» **What the task asks**: Extract all lines from the data beneath that include the word "after".

» **Data for this exercise**:
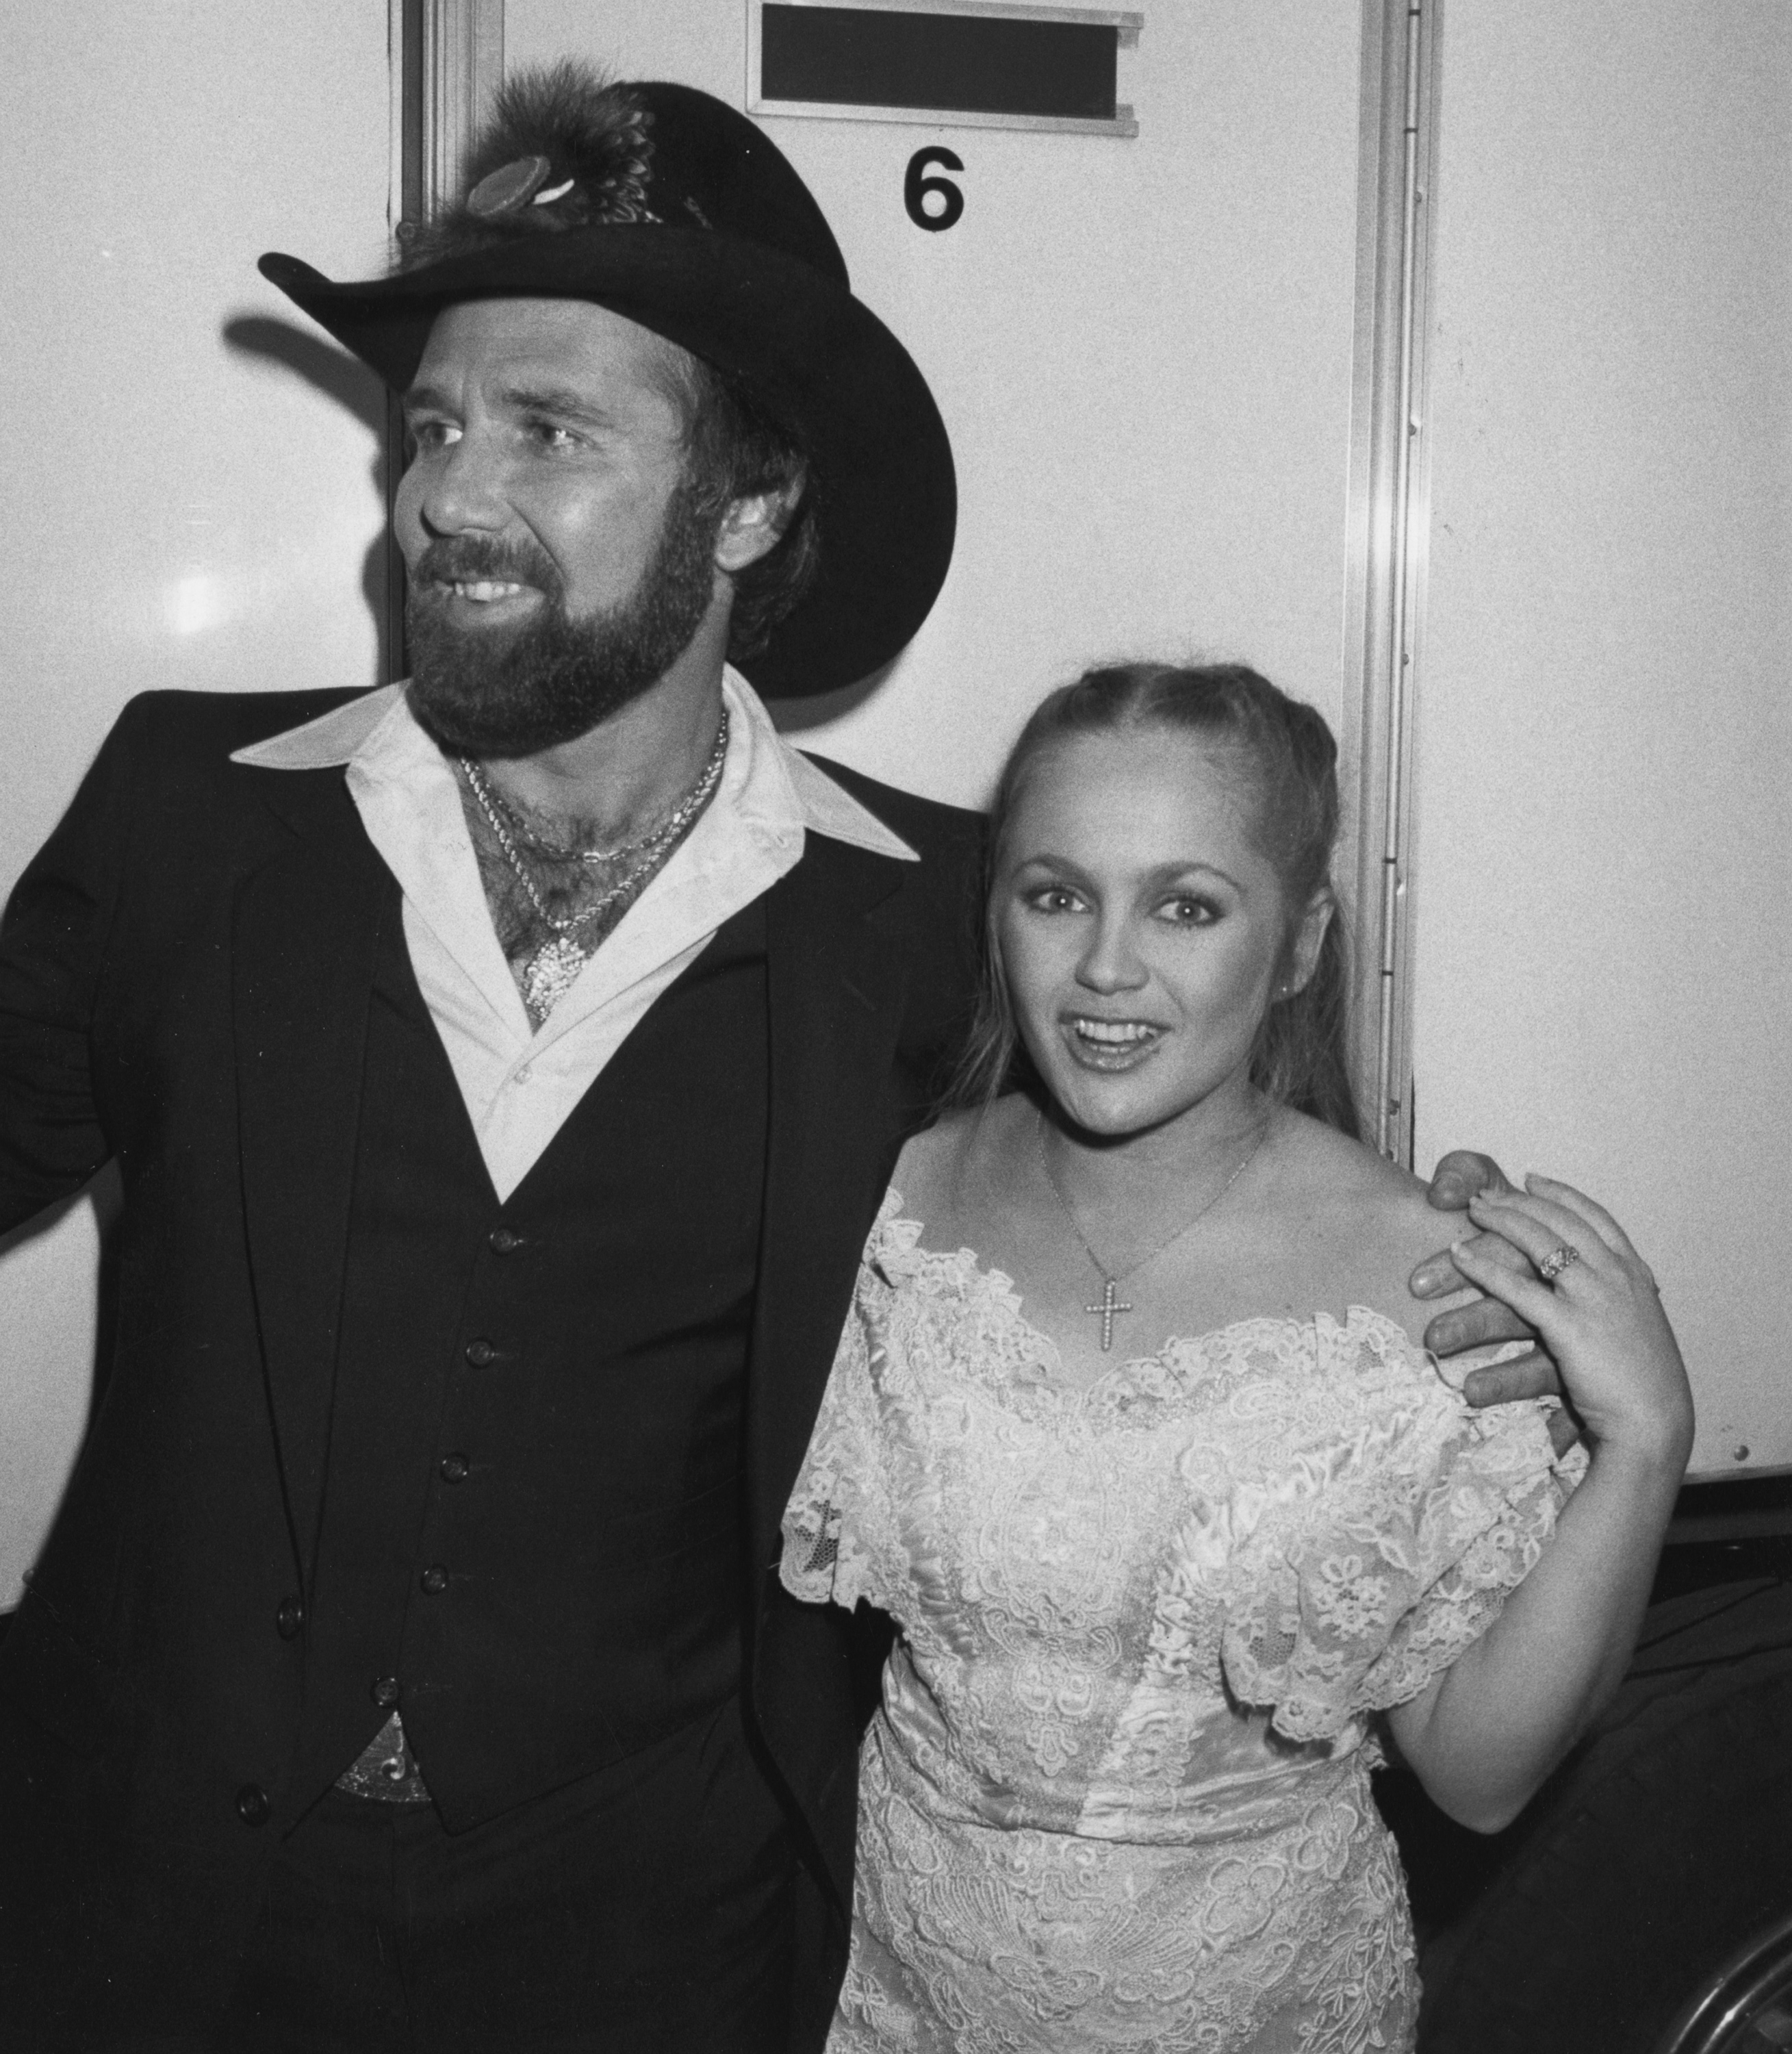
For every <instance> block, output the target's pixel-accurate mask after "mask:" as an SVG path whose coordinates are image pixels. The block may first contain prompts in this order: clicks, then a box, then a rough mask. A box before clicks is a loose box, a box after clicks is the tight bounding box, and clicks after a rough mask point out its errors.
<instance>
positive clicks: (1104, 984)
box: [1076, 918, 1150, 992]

==

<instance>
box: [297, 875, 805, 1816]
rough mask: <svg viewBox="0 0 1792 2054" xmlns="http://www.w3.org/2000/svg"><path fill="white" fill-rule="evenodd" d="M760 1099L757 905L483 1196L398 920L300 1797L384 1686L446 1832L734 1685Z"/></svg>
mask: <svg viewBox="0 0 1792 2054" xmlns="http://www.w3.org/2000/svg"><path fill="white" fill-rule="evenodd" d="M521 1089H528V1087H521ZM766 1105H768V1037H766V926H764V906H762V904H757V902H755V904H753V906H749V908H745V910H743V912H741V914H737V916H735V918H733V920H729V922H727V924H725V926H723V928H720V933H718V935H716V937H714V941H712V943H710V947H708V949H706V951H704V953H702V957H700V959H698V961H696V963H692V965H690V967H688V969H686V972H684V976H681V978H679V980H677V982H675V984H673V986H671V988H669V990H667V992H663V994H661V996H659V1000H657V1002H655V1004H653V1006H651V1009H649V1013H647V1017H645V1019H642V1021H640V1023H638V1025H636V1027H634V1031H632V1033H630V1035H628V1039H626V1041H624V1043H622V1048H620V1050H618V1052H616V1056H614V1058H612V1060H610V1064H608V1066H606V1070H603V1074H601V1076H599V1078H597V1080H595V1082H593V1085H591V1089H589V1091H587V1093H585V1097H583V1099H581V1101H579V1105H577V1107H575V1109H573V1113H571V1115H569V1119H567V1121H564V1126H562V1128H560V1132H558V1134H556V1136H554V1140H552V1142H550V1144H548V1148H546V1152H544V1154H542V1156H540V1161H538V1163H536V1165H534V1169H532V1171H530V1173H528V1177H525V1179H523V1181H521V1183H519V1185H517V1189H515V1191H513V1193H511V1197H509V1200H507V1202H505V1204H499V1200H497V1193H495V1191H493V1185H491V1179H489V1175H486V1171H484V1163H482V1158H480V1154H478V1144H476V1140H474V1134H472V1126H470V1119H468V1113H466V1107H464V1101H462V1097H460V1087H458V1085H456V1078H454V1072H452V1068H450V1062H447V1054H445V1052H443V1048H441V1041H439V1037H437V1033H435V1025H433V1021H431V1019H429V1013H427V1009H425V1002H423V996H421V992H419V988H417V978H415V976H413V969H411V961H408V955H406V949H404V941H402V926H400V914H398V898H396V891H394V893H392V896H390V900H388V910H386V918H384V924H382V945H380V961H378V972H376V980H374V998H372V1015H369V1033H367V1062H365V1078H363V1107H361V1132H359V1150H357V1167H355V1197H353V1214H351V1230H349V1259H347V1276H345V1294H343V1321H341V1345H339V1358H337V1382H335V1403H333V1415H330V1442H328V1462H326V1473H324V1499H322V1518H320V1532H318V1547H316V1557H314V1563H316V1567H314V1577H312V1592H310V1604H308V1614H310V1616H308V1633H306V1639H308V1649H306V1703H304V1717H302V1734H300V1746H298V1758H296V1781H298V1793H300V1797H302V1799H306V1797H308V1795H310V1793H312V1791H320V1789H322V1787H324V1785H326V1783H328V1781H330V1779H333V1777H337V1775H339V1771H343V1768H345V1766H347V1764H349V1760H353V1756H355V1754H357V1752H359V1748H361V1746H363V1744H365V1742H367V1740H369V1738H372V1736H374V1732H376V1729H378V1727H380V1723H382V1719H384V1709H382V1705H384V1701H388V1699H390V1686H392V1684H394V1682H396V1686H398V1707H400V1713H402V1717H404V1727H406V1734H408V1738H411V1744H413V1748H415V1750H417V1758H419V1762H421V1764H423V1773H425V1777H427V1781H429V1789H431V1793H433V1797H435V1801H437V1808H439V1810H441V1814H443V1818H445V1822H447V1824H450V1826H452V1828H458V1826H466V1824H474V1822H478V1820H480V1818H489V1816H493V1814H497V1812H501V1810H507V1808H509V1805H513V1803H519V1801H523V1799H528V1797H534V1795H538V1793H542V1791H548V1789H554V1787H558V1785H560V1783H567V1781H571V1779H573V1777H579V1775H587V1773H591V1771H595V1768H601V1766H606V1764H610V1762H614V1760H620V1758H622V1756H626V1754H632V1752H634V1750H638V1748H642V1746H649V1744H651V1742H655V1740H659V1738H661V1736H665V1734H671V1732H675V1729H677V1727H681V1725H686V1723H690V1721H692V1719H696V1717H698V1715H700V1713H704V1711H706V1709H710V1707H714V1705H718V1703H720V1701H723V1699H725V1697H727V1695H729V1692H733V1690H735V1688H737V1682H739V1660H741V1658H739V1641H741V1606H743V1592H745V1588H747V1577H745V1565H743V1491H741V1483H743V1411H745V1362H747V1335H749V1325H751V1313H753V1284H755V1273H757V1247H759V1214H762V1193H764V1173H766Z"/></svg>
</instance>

--

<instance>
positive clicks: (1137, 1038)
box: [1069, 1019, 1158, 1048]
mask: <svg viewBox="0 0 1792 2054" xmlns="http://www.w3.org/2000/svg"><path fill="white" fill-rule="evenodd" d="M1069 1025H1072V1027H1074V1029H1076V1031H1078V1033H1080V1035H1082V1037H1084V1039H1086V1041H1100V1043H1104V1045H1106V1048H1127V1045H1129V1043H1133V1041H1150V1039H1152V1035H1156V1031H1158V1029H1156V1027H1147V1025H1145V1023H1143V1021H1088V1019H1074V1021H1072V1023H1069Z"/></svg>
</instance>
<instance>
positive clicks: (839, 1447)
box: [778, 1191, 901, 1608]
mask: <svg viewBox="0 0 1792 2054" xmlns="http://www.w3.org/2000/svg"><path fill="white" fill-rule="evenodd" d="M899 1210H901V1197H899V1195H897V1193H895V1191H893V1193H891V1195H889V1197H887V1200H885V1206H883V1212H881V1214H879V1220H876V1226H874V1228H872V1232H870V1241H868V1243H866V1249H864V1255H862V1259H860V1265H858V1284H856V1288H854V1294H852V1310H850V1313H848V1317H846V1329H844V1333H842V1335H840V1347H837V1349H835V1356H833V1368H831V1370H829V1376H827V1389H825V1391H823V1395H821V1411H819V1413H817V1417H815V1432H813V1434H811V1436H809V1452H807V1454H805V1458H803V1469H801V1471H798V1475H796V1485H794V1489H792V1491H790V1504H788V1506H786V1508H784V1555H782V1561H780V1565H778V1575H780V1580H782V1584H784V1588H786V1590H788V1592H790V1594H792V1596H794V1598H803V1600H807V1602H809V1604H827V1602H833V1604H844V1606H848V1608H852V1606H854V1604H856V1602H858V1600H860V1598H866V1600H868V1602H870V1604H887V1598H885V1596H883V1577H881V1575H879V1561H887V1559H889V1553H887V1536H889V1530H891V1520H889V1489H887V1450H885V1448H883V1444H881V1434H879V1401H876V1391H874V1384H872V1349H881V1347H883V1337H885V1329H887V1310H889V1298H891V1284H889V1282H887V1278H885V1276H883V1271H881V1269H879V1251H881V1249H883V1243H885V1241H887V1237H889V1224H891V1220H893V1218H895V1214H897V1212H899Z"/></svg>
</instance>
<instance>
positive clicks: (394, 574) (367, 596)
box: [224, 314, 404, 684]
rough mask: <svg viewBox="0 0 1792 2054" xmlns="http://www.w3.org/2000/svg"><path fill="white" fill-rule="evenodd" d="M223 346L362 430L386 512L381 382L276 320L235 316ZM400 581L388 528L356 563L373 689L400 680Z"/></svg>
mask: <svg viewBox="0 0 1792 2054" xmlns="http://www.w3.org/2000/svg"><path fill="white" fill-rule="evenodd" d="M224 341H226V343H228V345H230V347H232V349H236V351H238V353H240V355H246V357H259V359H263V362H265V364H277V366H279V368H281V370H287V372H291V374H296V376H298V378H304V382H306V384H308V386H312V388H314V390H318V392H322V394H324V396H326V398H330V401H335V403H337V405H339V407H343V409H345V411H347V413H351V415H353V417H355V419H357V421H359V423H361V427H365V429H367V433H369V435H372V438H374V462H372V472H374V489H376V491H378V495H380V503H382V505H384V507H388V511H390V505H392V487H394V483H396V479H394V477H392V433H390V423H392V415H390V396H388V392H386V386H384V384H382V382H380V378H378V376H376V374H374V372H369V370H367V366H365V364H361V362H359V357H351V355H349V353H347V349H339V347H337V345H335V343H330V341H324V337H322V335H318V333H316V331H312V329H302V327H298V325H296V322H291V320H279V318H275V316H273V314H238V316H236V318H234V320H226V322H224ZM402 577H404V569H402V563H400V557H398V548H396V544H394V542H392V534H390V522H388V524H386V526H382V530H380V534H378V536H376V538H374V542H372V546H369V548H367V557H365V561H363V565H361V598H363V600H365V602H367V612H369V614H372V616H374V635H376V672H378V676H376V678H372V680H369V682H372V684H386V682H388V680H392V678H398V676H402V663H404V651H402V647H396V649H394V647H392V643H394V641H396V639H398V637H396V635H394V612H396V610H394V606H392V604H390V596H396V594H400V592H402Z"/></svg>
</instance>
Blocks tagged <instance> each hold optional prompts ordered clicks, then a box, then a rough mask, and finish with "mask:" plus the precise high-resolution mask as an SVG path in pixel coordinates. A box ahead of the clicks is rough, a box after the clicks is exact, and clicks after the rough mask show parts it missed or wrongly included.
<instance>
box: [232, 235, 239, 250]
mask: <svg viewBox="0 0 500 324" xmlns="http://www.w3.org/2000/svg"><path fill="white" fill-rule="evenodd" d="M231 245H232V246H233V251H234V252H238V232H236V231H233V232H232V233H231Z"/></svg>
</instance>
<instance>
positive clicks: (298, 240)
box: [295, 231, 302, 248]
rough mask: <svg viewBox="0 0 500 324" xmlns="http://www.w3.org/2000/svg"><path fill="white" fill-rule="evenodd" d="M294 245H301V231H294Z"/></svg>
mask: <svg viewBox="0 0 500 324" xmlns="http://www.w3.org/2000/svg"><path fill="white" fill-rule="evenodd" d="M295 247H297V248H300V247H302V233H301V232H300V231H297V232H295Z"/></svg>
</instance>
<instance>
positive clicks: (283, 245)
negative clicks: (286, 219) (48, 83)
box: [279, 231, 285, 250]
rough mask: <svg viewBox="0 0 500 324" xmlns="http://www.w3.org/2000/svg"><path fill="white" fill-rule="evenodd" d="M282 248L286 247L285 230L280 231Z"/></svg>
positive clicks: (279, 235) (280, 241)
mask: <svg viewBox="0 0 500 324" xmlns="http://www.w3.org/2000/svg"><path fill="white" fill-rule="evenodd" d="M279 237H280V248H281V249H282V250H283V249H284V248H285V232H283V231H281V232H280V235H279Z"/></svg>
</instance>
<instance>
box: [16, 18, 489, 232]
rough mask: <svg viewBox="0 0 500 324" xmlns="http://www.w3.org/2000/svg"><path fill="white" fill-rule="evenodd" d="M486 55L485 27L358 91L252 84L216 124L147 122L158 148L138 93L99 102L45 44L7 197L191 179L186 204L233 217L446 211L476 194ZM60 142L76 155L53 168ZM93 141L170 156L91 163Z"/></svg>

» **Solution to this exercise**:
For every <instance> block, output the target's pixel-accurate mask after "mask:" as an SVG path whose coordinates are image pixels. The block may first contain prompts in this order: clicks, then a box, then a rough mask. A box before clicks is a loose box, a box after clicks is the tight bounding box, and clicks after a rough mask point out its errors.
Blocks tagged <instance> each hold optional prompts ordered clicks, then a box, then a rough mask, and finish with "mask:" plus the precise high-resolution mask as an SVG path in pixel coordinates. A box ahead of the clicks is rough, a box after the clicks is exact, and clicks after the rough mask show parts it missed or wrongly included.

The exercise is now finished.